WHAT THIS TASK INVOLVES :: Can you scale the records from the start through the line containing "[129, 107, 156, 142]", giving every line again, requests included, with each bounding-box coordinate in the answers multiplied by 2.55 and rounded to a whole number, halves up? Return only those lines, and leave the numbers in the requests and their sample output unchanged.

━━━━━ DATASET CONTENT

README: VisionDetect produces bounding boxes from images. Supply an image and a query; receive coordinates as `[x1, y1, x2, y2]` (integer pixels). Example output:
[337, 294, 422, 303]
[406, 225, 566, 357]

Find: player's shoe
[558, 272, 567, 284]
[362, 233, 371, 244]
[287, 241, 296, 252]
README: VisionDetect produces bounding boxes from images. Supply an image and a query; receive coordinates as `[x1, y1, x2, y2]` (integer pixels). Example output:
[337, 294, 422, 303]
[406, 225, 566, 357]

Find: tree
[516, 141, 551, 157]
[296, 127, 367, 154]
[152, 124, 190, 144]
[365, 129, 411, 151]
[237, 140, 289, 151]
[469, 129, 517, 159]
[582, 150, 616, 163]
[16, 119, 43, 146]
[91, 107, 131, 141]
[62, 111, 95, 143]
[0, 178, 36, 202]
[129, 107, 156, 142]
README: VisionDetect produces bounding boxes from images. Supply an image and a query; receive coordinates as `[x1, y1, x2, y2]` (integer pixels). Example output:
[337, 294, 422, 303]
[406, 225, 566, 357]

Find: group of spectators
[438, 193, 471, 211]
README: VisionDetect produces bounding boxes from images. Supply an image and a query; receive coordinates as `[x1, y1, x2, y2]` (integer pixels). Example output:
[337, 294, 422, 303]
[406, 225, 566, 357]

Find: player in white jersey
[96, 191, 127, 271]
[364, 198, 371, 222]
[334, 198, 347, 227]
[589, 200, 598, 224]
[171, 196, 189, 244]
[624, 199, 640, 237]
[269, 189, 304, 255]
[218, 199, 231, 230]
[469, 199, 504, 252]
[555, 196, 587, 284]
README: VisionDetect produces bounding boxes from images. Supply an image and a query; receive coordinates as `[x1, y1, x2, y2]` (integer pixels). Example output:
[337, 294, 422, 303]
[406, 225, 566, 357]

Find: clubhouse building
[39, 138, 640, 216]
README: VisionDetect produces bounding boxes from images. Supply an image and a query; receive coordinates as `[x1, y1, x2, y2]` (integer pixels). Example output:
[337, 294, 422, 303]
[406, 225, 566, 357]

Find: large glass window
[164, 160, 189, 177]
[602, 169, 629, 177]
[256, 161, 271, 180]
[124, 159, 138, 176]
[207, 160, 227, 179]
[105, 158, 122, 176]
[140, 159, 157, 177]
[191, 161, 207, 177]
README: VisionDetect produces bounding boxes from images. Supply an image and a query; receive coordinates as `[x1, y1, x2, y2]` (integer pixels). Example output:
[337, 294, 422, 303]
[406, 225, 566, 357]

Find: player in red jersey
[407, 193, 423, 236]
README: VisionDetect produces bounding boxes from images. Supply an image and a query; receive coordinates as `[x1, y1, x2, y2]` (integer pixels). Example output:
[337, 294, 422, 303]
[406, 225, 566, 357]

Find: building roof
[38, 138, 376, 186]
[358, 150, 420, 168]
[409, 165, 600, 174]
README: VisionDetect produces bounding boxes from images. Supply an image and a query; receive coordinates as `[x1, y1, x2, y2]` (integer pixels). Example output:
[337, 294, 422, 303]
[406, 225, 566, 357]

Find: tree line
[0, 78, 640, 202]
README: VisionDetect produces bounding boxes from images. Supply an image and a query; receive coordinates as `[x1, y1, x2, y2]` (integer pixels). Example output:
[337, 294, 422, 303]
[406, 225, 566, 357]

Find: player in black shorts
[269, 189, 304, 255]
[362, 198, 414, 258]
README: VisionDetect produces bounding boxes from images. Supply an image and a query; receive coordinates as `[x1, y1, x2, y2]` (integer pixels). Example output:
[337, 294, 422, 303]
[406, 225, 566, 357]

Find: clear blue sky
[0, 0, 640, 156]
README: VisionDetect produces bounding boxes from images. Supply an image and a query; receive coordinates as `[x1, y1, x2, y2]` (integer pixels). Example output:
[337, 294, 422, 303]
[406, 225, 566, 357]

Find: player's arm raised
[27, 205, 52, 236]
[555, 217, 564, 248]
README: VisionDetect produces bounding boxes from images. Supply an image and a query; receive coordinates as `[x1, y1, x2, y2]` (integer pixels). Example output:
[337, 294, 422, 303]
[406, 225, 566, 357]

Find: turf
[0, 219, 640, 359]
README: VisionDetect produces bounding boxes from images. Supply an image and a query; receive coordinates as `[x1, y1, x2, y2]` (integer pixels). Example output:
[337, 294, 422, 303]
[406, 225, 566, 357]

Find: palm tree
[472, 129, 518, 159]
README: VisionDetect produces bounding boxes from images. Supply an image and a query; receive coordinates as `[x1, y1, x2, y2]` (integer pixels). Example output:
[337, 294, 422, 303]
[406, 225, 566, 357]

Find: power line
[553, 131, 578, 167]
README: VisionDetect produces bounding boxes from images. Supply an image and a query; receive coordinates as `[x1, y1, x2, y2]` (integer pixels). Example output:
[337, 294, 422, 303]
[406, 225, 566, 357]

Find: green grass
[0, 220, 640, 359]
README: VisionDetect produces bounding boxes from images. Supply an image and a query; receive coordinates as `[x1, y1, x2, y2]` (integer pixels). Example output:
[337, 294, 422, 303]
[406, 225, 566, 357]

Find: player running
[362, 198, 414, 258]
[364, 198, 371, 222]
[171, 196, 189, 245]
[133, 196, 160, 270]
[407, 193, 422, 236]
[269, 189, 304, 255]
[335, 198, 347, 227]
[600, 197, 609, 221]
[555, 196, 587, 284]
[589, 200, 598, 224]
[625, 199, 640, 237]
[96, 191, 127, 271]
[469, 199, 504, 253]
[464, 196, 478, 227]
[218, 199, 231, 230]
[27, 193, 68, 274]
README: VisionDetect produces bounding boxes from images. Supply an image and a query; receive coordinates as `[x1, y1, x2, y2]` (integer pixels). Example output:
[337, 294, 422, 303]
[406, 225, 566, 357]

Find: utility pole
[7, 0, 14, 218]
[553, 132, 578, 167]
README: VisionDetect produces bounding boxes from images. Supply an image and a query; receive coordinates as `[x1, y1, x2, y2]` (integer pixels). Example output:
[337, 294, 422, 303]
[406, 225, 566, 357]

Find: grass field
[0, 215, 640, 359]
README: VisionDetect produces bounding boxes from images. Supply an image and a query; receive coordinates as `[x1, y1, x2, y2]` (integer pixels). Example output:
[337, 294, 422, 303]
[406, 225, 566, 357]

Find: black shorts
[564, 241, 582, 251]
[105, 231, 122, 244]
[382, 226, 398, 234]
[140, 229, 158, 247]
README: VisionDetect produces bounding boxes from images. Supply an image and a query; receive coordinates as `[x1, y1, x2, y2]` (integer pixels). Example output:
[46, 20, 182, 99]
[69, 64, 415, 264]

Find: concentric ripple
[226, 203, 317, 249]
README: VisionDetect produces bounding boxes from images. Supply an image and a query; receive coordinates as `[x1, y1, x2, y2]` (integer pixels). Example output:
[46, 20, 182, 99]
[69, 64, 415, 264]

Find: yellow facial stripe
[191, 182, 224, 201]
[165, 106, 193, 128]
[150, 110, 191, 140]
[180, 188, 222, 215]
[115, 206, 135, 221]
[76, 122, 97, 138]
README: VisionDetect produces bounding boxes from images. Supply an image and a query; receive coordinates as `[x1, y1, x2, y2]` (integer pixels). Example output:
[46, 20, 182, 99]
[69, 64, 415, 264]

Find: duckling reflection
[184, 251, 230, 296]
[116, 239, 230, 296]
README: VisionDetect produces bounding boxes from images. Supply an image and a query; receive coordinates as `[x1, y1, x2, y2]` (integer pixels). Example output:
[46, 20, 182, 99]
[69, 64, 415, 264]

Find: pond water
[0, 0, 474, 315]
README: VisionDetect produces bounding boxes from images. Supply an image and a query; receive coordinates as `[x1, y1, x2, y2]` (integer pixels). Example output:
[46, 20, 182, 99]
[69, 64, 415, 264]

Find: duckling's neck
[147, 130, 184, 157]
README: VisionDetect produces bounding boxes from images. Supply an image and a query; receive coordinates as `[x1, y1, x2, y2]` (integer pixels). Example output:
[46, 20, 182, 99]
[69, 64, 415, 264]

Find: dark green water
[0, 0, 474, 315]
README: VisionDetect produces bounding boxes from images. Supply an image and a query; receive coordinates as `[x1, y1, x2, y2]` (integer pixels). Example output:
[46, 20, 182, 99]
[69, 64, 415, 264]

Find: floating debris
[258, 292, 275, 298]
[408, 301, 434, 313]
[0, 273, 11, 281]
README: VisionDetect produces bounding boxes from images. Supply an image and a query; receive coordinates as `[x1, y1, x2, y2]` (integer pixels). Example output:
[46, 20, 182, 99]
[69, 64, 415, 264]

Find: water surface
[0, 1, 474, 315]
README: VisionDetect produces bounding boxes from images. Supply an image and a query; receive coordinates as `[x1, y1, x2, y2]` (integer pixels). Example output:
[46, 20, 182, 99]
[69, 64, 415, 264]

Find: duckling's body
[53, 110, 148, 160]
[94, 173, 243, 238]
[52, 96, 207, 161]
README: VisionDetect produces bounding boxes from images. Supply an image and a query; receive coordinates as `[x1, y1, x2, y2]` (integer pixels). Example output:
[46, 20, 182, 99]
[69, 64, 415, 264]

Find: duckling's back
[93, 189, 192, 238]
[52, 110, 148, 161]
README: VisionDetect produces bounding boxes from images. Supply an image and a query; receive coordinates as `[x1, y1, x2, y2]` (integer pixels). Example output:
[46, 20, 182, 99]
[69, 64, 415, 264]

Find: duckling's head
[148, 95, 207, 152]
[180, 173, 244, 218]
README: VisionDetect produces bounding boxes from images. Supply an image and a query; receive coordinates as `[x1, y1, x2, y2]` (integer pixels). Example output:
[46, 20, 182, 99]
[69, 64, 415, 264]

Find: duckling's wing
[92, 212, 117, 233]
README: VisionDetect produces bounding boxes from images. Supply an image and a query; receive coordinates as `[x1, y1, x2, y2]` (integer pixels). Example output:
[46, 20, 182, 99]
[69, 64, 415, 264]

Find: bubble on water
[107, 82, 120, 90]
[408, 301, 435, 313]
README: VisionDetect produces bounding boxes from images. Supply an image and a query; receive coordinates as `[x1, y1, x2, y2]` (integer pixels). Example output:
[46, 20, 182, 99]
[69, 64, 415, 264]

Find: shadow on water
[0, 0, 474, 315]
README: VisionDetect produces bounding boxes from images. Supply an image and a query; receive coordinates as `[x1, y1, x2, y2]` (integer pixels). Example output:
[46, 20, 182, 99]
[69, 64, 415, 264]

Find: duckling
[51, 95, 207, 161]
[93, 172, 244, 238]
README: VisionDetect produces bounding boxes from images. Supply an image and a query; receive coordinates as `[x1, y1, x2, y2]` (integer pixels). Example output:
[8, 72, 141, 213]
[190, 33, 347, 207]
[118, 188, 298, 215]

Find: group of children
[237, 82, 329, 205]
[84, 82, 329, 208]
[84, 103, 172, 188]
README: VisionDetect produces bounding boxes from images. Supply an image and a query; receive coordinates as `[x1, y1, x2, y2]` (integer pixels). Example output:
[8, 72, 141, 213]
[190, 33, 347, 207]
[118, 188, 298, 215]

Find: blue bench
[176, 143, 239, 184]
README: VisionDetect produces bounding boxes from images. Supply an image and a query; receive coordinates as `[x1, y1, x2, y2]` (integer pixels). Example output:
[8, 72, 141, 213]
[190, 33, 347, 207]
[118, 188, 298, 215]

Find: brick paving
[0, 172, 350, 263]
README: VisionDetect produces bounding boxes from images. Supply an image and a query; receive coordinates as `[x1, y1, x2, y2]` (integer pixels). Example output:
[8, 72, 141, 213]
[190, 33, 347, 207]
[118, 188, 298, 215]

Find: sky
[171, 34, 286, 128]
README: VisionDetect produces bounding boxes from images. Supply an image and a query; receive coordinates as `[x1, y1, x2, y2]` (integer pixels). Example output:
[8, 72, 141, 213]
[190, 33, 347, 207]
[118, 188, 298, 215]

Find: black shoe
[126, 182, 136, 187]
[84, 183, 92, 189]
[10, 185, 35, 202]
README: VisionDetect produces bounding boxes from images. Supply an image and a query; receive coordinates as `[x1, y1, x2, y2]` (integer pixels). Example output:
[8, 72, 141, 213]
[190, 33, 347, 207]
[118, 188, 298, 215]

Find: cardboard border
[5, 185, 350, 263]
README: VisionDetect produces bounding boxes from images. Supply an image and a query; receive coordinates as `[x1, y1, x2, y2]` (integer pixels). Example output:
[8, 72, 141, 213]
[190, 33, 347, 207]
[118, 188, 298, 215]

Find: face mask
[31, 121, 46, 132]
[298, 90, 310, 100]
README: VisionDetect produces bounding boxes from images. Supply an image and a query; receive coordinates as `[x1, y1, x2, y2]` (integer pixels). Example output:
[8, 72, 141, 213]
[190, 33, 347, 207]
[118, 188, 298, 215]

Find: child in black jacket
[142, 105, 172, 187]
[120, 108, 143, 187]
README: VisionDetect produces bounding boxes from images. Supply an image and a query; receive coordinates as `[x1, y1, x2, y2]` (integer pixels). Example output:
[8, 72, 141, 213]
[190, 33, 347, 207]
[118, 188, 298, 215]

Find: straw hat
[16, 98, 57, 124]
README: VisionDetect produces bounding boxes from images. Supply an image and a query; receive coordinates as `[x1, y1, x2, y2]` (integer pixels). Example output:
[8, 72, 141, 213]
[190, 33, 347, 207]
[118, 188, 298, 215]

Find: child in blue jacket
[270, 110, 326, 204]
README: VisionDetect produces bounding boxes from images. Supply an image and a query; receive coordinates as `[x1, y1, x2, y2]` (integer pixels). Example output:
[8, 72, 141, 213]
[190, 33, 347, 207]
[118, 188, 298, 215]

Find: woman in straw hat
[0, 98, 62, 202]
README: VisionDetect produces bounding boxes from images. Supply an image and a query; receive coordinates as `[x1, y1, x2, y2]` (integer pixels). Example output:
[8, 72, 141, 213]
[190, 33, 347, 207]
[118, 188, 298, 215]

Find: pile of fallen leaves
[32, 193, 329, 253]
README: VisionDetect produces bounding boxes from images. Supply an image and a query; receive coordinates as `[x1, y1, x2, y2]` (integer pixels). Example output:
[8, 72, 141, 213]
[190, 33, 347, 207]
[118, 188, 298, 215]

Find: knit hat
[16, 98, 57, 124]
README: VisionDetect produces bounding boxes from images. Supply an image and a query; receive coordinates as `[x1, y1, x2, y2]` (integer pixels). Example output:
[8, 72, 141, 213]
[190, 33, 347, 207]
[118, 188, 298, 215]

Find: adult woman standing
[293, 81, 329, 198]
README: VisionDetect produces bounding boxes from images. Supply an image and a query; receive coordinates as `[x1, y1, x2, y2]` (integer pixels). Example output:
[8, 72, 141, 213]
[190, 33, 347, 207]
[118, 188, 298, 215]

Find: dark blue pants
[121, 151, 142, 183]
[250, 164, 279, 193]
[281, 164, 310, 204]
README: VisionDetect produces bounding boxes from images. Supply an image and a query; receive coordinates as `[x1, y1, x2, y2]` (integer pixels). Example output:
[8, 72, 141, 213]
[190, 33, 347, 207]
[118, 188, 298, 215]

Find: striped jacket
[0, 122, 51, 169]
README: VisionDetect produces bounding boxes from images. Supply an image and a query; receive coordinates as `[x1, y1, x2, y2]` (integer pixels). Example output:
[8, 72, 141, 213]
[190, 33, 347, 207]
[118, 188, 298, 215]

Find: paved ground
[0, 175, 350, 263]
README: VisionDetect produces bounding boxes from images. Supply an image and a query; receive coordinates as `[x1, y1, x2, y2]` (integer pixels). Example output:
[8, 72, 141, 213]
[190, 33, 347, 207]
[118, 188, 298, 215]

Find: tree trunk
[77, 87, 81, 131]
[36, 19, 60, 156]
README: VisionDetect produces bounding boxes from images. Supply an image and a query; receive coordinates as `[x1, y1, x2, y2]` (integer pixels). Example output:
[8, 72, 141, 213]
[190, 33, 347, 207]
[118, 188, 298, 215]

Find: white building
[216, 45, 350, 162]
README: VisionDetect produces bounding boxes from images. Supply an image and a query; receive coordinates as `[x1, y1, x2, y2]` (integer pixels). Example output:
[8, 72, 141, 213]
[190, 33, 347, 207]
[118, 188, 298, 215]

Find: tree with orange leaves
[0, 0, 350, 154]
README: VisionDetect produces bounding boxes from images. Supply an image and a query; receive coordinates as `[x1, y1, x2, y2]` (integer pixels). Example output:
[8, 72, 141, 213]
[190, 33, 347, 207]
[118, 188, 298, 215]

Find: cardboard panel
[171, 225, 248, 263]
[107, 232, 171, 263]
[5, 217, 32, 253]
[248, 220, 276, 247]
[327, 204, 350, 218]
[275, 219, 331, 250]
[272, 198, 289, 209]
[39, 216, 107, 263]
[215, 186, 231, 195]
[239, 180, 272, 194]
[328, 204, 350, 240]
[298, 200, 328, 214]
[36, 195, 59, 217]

━━━━━━━━━━

COMPLETED TASK ::
README: VisionDetect produces bounding boxes from images. Supply an image and a query; receive coordinates as `[x1, y1, x2, y2]` (integer pixels). Example output:
[337, 294, 422, 303]
[406, 225, 566, 357]

Find: player's shoe
[1423, 694, 1446, 724]
[923, 594, 946, 622]
[732, 615, 755, 643]
README: VisionDetect produces bounding boxes from images. Supply an image and a query; receive coordinates as `[x1, y1, x2, y2]` (integer pixels). Example output:
[337, 294, 422, 303]
[406, 225, 566, 357]

Find: tree
[1316, 360, 1405, 400]
[755, 324, 936, 393]
[388, 316, 485, 367]
[931, 329, 1048, 385]
[604, 357, 737, 385]
[1196, 329, 1318, 405]
[1484, 383, 1571, 416]
[41, 303, 110, 372]
[232, 273, 334, 360]
[158, 283, 242, 365]
[0, 454, 92, 515]
[329, 273, 398, 362]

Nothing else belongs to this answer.